The line containing "Phrase -- handbag" and every line after it, through the last, are to be extracted exactly; no other lines belong in the answer.
==== Task material ====
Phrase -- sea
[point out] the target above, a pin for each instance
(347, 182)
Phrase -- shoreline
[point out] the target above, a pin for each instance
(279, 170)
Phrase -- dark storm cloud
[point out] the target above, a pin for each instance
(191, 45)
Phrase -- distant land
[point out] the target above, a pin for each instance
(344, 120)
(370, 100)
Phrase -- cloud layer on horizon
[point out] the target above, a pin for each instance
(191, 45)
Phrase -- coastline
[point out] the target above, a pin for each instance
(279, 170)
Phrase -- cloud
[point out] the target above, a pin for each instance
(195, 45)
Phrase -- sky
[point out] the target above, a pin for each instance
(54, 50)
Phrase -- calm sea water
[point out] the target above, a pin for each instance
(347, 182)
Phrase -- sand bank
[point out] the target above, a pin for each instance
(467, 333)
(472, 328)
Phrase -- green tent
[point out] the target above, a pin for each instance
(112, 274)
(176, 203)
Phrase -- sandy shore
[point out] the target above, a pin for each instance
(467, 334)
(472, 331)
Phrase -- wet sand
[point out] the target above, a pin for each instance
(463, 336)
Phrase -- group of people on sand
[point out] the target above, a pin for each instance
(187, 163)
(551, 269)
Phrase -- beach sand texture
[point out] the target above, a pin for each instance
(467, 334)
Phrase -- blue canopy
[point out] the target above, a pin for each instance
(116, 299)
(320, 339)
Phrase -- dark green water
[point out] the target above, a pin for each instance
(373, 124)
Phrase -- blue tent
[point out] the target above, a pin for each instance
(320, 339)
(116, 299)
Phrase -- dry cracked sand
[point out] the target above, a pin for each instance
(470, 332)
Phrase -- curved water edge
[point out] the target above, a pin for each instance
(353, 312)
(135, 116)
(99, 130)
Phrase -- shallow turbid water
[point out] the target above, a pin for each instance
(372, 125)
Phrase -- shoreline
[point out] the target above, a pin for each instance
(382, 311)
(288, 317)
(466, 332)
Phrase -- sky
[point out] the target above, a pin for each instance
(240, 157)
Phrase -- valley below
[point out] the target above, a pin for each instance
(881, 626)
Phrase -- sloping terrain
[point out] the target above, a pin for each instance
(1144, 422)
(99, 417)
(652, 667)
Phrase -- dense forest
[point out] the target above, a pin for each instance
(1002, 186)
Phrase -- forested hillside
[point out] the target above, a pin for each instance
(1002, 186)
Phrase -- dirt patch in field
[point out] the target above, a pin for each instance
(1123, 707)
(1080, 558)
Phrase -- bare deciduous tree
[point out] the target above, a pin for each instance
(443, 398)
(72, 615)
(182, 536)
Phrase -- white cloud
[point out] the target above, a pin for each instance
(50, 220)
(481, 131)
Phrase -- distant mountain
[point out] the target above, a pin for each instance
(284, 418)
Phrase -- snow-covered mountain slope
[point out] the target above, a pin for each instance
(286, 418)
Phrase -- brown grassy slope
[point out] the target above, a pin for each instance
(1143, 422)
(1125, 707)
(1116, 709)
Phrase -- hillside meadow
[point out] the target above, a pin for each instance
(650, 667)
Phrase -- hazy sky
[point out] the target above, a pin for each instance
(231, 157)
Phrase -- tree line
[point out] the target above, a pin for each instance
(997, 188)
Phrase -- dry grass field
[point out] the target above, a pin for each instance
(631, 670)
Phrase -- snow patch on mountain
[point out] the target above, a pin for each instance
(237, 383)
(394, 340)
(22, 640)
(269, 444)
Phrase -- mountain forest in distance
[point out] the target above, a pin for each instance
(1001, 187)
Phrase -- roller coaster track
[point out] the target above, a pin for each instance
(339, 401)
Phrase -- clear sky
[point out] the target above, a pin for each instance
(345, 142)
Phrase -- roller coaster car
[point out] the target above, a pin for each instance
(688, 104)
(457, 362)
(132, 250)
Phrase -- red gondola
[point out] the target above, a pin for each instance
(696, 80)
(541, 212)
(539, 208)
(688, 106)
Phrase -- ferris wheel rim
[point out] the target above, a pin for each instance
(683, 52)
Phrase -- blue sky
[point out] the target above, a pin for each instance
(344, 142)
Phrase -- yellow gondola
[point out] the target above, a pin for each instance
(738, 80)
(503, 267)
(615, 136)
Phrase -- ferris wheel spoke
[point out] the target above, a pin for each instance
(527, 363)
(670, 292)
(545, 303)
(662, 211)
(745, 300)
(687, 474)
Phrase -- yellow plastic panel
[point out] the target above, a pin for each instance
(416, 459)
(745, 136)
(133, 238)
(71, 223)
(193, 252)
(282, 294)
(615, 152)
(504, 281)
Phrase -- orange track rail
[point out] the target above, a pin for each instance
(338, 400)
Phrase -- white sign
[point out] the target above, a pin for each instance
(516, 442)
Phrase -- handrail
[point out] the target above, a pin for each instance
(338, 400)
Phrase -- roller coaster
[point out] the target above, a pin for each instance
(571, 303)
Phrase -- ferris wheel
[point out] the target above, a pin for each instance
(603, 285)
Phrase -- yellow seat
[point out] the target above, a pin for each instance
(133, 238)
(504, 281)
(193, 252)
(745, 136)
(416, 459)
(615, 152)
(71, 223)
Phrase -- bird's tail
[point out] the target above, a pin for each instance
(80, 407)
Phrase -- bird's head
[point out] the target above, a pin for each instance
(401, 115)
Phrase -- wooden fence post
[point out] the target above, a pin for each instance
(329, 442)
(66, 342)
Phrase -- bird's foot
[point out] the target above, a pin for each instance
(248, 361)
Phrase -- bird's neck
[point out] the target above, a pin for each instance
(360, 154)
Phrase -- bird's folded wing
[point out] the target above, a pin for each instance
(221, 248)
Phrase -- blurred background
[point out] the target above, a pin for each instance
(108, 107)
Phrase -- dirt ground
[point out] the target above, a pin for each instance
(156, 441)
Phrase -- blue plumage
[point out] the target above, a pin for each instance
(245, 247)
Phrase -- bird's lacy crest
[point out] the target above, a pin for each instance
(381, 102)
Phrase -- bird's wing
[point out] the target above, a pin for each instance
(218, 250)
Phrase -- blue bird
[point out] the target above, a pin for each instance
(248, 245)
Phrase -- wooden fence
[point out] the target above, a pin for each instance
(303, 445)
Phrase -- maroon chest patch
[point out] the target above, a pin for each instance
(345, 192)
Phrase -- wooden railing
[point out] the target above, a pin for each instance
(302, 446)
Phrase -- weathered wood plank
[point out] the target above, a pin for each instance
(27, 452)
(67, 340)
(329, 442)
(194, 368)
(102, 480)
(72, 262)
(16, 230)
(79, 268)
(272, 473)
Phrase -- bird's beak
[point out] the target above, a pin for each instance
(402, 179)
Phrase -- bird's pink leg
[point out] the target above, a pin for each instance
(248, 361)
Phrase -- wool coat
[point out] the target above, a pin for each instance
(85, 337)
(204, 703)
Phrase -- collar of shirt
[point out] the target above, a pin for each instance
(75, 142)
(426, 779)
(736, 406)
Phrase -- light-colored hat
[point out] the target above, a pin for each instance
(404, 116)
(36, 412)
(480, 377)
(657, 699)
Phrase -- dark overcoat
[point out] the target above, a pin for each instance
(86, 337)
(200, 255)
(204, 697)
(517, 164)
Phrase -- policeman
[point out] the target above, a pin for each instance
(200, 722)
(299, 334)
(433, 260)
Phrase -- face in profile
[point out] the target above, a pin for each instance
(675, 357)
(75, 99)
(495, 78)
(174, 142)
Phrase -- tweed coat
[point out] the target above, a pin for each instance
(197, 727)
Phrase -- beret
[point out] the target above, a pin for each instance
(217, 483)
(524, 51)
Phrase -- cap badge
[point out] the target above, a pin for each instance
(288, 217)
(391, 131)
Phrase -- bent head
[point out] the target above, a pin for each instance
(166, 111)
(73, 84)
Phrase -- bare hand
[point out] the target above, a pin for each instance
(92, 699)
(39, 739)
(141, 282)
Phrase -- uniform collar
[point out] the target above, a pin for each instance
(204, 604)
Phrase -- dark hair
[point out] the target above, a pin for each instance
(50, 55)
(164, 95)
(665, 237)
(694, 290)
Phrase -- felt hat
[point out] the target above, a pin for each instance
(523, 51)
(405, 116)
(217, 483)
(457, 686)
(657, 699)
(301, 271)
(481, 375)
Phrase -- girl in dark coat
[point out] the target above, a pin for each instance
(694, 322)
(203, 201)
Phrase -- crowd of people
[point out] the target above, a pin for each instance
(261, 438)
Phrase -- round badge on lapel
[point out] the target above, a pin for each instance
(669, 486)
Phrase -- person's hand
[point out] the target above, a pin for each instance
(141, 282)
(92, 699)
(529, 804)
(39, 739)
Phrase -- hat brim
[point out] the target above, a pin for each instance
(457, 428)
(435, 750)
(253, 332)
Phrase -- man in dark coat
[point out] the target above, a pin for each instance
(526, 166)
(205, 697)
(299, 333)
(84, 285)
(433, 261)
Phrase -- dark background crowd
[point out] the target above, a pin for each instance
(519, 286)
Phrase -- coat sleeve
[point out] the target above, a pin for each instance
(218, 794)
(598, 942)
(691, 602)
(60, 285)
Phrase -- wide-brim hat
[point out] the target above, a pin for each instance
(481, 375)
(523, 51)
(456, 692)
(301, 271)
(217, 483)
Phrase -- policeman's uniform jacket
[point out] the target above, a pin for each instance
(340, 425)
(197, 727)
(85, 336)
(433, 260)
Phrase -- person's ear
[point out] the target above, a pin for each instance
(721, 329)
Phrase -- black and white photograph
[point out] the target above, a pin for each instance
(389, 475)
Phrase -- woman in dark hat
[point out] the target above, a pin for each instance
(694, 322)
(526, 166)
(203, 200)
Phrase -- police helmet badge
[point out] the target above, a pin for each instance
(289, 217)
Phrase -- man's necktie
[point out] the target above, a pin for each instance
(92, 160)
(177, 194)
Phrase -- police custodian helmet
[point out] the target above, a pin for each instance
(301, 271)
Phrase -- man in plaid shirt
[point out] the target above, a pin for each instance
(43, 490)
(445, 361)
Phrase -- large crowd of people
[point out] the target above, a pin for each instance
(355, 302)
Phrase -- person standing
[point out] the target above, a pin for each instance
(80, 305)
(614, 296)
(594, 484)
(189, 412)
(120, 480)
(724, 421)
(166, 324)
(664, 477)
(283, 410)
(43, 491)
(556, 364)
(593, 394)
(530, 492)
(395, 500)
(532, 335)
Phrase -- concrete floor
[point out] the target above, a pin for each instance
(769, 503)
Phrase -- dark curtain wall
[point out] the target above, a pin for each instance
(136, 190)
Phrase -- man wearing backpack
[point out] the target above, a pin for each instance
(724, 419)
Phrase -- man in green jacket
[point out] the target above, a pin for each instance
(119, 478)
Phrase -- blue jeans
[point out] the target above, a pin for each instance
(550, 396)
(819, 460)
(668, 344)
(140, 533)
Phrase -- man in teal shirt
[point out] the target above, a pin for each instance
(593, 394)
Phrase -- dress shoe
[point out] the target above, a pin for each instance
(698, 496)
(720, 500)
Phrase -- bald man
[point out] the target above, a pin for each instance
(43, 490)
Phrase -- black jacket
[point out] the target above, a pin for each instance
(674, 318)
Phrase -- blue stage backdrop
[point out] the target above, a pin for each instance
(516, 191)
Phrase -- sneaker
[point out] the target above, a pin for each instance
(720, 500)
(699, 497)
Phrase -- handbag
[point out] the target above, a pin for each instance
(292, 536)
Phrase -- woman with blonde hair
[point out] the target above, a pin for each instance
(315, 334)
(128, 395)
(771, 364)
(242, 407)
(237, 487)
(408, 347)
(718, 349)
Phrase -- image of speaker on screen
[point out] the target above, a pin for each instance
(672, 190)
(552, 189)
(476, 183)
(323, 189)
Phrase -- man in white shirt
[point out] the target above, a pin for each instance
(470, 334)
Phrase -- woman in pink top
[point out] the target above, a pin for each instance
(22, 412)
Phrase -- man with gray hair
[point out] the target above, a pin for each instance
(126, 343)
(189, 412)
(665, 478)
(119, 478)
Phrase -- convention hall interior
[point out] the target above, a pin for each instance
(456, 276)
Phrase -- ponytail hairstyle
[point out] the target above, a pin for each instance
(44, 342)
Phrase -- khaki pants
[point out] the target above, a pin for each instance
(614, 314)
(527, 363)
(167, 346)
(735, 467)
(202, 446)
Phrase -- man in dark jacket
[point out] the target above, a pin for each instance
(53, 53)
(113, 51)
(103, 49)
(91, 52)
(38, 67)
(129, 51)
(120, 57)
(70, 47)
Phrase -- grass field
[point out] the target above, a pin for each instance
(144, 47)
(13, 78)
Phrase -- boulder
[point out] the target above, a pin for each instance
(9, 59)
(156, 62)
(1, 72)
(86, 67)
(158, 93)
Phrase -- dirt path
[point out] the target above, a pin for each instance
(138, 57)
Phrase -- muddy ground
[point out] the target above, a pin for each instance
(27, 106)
====
## Solution to this task
Phrase -- handbag
[point out] the target above, a pin for each instance
(292, 536)
Phrase -- woman with blonde hair
[point out] the target above, a pin for each instance
(315, 334)
(128, 395)
(771, 364)
(242, 407)
(237, 487)
(408, 347)
(718, 349)
Phrase -- image of speaker on screen
[point out] the target above, a pin for each instance
(672, 190)
(552, 189)
(476, 183)
(323, 189)
Phrase -- man in white shirt
[point out] the target above, a pin for each instance
(470, 334)
Phrase -- woman in pink top
[point out] the target above, a pin for each instance
(22, 412)
Phrase -- man with gray hair
[point out] the target above, a pin for each instance
(126, 343)
(189, 412)
(665, 478)
(119, 478)
Phrase -- convention hall interior
[point out] the target above, a pin for each instance
(456, 276)
Phrase -- ponytail hairstyle
[point out] the target above, a pin for each instance
(44, 342)
Phrase -- khaki pants
[point out] the target above, a pin for each instance
(614, 314)
(527, 363)
(167, 346)
(735, 467)
(202, 446)
Phrase -- man in dark jacket
[point out] the target above, a pin for each instance
(53, 53)
(113, 51)
(103, 49)
(91, 52)
(38, 67)
(129, 51)
(120, 57)
(70, 47)
Phrase -- grass field
[point out] the target above, a pin for each instance
(144, 47)
(13, 78)
Phrase -- boulder
[point out] the target above, a pin for each instance
(9, 59)
(156, 62)
(1, 72)
(86, 67)
(158, 93)
Phrase -- dirt path
[point out] the target above, a pin for each instance
(138, 57)
Phrase -- muddy ground
[point out] the target above, a pin for each instance
(27, 106)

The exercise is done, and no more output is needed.